_Problem_
Write out the data entries below verbatim, from the line that contains "job: provide the outline of every instance of the reflective" through the end of the records, with both ends included.

(Data entries)
────────

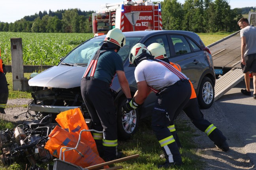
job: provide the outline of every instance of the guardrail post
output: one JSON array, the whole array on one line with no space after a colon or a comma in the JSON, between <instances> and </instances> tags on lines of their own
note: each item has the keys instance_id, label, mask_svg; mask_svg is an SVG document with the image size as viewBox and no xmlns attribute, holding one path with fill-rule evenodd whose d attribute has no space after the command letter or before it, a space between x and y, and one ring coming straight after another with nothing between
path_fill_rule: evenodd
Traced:
<instances>
[{"instance_id":1,"label":"guardrail post","mask_svg":"<svg viewBox=\"0 0 256 170\"><path fill-rule=\"evenodd\" d=\"M21 38L11 39L11 51L13 89L14 91L27 91L29 87L28 83L28 80L24 78L22 40Z\"/></svg>"}]
</instances>

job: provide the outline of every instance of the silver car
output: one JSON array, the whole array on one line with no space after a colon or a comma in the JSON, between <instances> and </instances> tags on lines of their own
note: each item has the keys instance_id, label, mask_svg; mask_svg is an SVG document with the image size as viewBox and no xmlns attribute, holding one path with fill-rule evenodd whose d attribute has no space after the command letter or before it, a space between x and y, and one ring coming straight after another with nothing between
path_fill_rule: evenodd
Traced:
<instances>
[{"instance_id":1,"label":"silver car","mask_svg":"<svg viewBox=\"0 0 256 170\"><path fill-rule=\"evenodd\" d=\"M183 31L144 31L124 33L126 44L118 54L122 57L124 71L132 95L137 91L134 78L135 66L130 65L128 56L132 48L137 43L147 46L158 42L165 48L170 61L178 63L182 71L193 83L202 109L209 108L214 99L215 76L209 49L196 34ZM81 79L90 58L99 49L105 35L96 37L83 42L61 59L53 67L30 79L34 103L30 109L38 118L52 113L79 107L87 120L90 116L81 94ZM156 68L156 69L157 69ZM139 119L150 116L155 94L151 92L139 109L128 113L122 112L122 103L126 98L115 76L111 87L116 105L119 138L129 138L137 128ZM171 104L171 103L170 103Z\"/></svg>"}]
</instances>

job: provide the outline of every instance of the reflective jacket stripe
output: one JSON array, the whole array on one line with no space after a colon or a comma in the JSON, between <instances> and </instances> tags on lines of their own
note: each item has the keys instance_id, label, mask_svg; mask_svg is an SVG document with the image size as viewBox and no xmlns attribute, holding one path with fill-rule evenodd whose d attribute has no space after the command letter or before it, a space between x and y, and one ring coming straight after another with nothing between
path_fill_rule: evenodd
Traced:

────────

_Result of the exercise_
job: provide the outline of every instance of the reflective jacket stripe
output: one JSON array, the whole array on one line with no space after a colon or a comma in the JSON, between <instances> and </instances> tags on lines of their own
note: each item has the keys instance_id, label, mask_svg; mask_svg is an SVG document with the image size as viewBox and no xmlns attribute, holding one path with fill-rule evenodd whose d attribute has no space after the command letter or before it, a space between x and y, and one ring coming straight after another with nothing between
path_fill_rule: evenodd
Traced:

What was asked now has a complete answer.